● STATED EXERCISE 1
Could you transcribe the article on the YIS Underwater Explorers, beginning at the words that have "Diving as en" and stopping after "of the ocean."?

● DOCUMENT
______________________________

Protecting Our Most Natural Environment

Protecting Our Most Natural Environment
Protecting Our Most Natural Environment

by Matt Broughton, Technology Learning Coach & UE Group Supervisor

The young YIS Underwater Explorers (UE) service group is a popular and adventurous collection of high school students who want to protect the beauty of the oceans and educate our community about the state of what French freediver and conservationist, Jacques Mayol, called "our most natural environment".

Diving as en expedition at YIS started in 2008 when mathematics teacher Sergio Mejia, also a dive instructor, initiated the program allowing students earn their open water or advanced certification. They initially went to the Izu Peninsula annually, but also ventured to Guam to expand their horizons. Okinawa has been the trip's destination since 2011. The UE service club, which started last year under my supervision, gives students the opportunity to further develop their diving and put those skills to use to benefit society. The student-led group aims to understand and contribute to the conservation of the aquatic environment in Japan and greater southeast Asia by working with the organization Project Baseline to survey, record and share data about local ocean conditions. A major part of this effort is to educate the YIS community about the state of the ocean.

______________________________

● STATED EXERCISE 2
Which lines in the records below contain the word "wooden"? Pick out each of them and copy it.

● GIVEN DATA

______________________________

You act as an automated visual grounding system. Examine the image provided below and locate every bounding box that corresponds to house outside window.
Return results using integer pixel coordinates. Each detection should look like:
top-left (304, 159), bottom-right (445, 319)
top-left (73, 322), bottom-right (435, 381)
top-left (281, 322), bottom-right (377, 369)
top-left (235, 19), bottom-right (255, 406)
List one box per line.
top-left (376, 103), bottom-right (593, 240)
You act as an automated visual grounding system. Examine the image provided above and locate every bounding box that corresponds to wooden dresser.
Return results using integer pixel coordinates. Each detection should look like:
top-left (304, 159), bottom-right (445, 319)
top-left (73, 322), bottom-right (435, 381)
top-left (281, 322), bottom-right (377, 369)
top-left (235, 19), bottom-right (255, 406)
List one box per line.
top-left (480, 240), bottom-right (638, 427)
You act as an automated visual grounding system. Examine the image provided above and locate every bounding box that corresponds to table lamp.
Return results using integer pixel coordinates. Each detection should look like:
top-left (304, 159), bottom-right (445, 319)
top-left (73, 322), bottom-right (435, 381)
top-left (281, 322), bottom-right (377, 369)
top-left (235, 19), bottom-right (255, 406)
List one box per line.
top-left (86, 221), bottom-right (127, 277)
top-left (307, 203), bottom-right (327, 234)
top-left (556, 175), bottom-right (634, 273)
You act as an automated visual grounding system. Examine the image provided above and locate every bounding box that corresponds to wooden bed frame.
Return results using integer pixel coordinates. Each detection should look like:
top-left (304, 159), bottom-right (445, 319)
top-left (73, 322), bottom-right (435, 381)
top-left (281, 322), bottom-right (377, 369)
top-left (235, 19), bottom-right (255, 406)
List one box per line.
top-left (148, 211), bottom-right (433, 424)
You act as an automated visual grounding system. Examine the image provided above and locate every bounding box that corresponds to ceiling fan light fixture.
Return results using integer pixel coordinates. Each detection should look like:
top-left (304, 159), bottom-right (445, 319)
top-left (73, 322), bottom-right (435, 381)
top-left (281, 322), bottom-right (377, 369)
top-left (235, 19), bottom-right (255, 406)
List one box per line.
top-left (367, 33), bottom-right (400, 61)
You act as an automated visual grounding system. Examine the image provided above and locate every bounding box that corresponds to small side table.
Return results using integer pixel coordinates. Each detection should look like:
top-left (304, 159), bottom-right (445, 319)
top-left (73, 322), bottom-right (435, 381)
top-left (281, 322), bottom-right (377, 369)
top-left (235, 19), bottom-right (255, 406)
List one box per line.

______________________________

● FINAL RESULT 1
Diving as en expedition at YIS started in 2008 when mathematics teacher Sergio Mejia, also a dive instructor, initiated the program allowing students earn their open water or advanced certification. They initially went to the Izu Peninsula annually, but also ventured to Guam to expand their horizons. Okinawa has been the trip's destination since 2011. The UE service club, which started last year under my supervision, gives students the opportunity to further develop their diving and put those skills to use to benefit society. The student-led group aims to understand and contribute to the conservation of the aquatic environment in Japan and greater southeast Asia by working with the organization Project Baseline to survey, record and share data about local ocean conditions. A major part of this effort is to educate the YIS community about the state of the ocean.

● FINAL RESULT 2
You act as an automated visual grounding system. Examine the image provided above and locate every bounding box that corresponds to wooden dresser.
You act as an automated visual grounding system. Examine the image provided above and locate every bounding box that corresponds to wooden bed frame.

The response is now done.